Given passage:
Glenn Tilbrook, singer with the Squeeze; 1971
I first went to Glastonbury in 1971 when I was just 13. My greatest memory is of camping next to the stage and waking up at four in the morning to watch David Bowie do a solo acoustic set. It was fantastic, really brilliant. Other names on the bill that year included Traffic, the Edgar Broughton Band, Quintessence and Terry Reid. I remember going down with a few friends in a van owned by an old hippie guy. It was my first festival and it was brilliant. I never came back to any other Glastonburys until 1994, by which time I had played at a lot of festivals with Squeeze. When I came back I was amazed that this fantastic memory I had as a teenage boy of a festival which was magical had somehow grown but retained almost exactly the same spirit.
Jo Whiley, presenting for Radio 1 and BBC2; 1982
Everyone remembers their first Glastonbury and it was probably the most special of all my times there. It was more than 20 years ago. I was in the sixth form [at the Campion School, Northampton] and I went with three mates. We took a little tent down and it was complete liberation, away from our parents. We got very, very drunk on the very strong cider they have at Glastonbury and I don't remember us actually seeing any bands (though I think Van Morrison and John Cooper Clarke were both playing that year). It rained an awful lot, our tent was slipping down the hill and at about 5am on the Sunday we just said "sod this" picked up our stuff and left. I distinctly remember cooking bacon butties on a little stove on the train platform before leaving for home.
Sir Peter Blake, artist; 1970s
I went to the first Glastonbury in 1970. I'd just moved to Somerset and we drove. The roads were full of aristocratic hippies on their way to Glastonbury in their caravans and horses and carts, so the roads were rather blocked. But the most exciting time was when I went with Ian Dury and the Blockheads. I taught him at the Walthamstow School of Art. The Blockheads just said come on the tour bus with us. It was pretty exotic on the bus – lot of joints being smoked, a certain amount of alcohol being consumed and music played loudly. It was a great set. "Sex and Drugs and Rock 'n' Roll" was most memorable; it was their anthem at that time. I stayed for their gig and came back; I haven't camped for 60 years, since I was a boy scout.

Excerpt from a dataset:
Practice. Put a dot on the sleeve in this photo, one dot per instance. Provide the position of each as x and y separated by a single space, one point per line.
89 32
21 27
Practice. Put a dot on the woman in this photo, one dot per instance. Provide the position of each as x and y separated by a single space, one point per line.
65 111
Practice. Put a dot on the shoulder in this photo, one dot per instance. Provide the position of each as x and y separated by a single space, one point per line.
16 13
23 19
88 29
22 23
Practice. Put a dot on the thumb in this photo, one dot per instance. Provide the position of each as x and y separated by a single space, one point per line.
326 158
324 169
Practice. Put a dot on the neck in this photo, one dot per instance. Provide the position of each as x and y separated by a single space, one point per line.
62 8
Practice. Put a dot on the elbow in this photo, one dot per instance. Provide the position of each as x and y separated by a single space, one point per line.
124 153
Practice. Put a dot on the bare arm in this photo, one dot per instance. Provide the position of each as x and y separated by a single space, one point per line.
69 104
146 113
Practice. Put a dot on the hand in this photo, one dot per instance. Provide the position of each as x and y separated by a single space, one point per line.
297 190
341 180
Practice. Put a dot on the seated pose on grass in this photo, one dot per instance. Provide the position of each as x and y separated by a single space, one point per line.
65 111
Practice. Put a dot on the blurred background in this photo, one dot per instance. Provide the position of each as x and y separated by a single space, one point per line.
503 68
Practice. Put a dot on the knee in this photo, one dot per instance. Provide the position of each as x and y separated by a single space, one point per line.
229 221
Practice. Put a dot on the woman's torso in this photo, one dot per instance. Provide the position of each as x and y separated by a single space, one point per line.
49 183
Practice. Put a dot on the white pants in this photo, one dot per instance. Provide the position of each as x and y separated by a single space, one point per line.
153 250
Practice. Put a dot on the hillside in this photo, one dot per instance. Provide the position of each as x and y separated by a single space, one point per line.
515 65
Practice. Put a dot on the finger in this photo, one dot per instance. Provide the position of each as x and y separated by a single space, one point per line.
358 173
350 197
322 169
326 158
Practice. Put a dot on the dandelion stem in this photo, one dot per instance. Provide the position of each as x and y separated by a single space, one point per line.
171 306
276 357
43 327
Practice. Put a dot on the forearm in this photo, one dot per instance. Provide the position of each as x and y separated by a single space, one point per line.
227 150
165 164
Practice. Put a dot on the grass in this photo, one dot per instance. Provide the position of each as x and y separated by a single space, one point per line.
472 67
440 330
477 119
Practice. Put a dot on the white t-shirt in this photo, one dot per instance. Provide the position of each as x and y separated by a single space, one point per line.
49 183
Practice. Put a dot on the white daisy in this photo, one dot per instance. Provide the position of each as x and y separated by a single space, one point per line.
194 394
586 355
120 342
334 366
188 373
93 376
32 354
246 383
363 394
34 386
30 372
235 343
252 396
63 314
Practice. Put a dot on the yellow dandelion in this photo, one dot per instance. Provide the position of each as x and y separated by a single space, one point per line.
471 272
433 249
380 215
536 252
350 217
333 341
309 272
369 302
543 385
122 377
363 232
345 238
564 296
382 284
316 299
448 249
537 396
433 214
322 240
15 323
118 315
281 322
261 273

Stated exercise 1: In the Glastonbury memories, list every act that Glenn Tilbrook names as playing the festival in 1971.
Stated exercise 2: Carry on the Glastonbury memories from the point where they stop.

Exercise result 1: David Bowie, Traffic, the Edgar Broughton Band, Quintessence, Terry Reid

Exercise result 2:
Annie Nightingale, DJ; 1990
Before 1990 I wasn't interested – I thought it was just a load of hippies. Then the Happy Mondays came and turned it into a dance scene. I remember that we were trying to drive through the gate at the backstage area and it was very churned up and muddy. The wheels of the car started spinning. It was in the worst possible place, where all the trucks and equipment were coming in. Stupidly, I wound down the window of the passenger seat to see what was happening and this mud from the spinning wheel went straight into my face. Me and my mates had half a backstage pass between eight of us but it didn't matter because the Happy Mondays had brought a colour copier and were printing off backstage passes. No one bothered in those days.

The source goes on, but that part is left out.